Das Szenario mit geräteübergreifendem Workflow lässt sich natürlich von Wartungsberichten leicht auf andere Geschäftsprozesse übertragen, auf Reparaturunterstützung, Angebotserstellung, Kundenbesuche und so weiter.
Im Kontext von Industrie 4.0, als Teil von Internet of Things, ist es sinnvoll und wirtschaftlich, die vielen verschiedenen Geräte, die Sie in Ihren Geschäftsprozessen verwenden, so einzusetzen, dass jedes mit seinen Eigenschaften und Fähigkeiten ideal dazu beiträgt. Das Smartphone kann telefonieren, ist klein und handlich. E-Mails, Termine, Kontakte und wichtige Geschäftsunterlagen sind immer greifbar. Per Bluetooth und NFC lassen sich beispielsweise Sensor-Systeme von Maschinen und Fahrzeugen auslesen, die bei Wartungsarbeiten wichtig sind. Das Tablet eignet sich für die Präsentation im Kundengespräch und der Laptop spielt mit dem großen Bildschirm und der Tastatur seine Stärken bei umfangreichen Arbeiten aus.
Herausforderungen von User Experience bei geräteübergreifenden Workflows
Das einleitende Beispiel verdeutlicht, dass es für eine angenehme User Experience nicht mehr ausreicht, die Geräte einzeln zu betrachten. Die Interaktion über mehrere Geräte hinweg sollte harte Brüche im Worflow sowie zwangsweise Workarounds vermeiden und den Benutzer zielgerichtet unterstützen. Im Anwendungsbereich von Webseiten und Smartphone/Tablet-Apps gibt es das Vorgehen nach dem Mobile-First-Ansatz. Hier wird die Implementierung für die kleinste und leistungsschwächste Geräteklasse begonnen und die Kernfunktionalitäten umgesetzt. Größere und leistungsstärkere Geräte können optional weitere Funktionalitäten bereitstellen, siehe [13]. Das Vorgehen lässt sich noch ergänzen um den Content-First- Ansatz, bei dem der Fokus auf den Inhalten und den elementaren Interaktionsblöcken liegt [14]. Daraus resultiert technisch ein Responsive Design und kann als Multi-Channel System betrachtet werden, bei dem gleiche oder ähnliche Inhalte auf Geräten mit ähnlichen Ausstattungen angezeigt und bearbeitet werden können.

▶ **Gestellte Aufgabe A**:
Beantworte anhand des Auszugs über geräteübergreifende Workflows diese Fragen:
(i) Auf welche anderen Geschäftsprozesse lässt sich das Szenario übertragen?
(ii) Wofür eignet sich das Tablet?
(iii) Mit welcher Geräteklasse beginnt die Implementierung beim Mobile-First-Ansatz?
▶ **Gestellte Aufgabe B**:
Stimmen diese Aussagen mit dem Auszug über geräteübergreifende Workflows überein? Antworte jeweils mit Ja oder Nein und zitiere die entscheidenden Worte.
(i) Beim Content-First-Ansatz liegt der Fokus auf den Inhalten und den elementaren Interaktionsblöcken.
(ii) Für eine angenehme User Experience reicht es aus, die Geräte einzeln zu betrachten.
(iii) Über Bluetooth und NFC lassen sich Sensor-Systeme von Maschinen und Fahrzeugen auslesen.

(Gespeicherte Daten)

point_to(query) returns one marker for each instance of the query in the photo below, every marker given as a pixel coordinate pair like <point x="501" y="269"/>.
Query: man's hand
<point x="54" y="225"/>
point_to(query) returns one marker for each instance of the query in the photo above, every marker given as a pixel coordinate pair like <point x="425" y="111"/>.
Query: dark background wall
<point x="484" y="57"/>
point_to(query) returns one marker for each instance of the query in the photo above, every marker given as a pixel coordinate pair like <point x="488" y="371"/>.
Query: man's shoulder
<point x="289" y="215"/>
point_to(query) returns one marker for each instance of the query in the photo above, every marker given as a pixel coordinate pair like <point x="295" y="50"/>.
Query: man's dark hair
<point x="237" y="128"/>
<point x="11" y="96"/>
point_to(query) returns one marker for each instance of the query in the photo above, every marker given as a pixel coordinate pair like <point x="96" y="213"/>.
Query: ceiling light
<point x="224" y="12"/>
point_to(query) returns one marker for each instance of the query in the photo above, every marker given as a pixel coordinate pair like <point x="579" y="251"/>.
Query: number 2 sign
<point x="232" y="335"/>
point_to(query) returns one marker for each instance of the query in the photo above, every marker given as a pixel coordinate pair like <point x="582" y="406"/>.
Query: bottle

▶ **Vollständige Antwort A**:
(i) Auf Reparaturunterstützung, Angebotserstellung und Kundenbesuche.
(ii) Für die Präsentation im Kundengespräch.
(iii) Mit der kleinsten und leistungsschwächsten Geräteklasse.

▶ **Vollständige Antwort B**:
(i) Ja: „bei dem der Fokus auf den Inhalten und den elementaren Interaktionsblöcken liegt“
(ii) Nein: „dass es für eine angenehme User Experience nicht mehr ausreicht, die Geräte einzeln zu betrachten“
(iii) Ja: „Per Bluetooth und NFC lassen sich beispielsweise Sensor-Systeme von Maschinen und Fahrzeugen auslesen“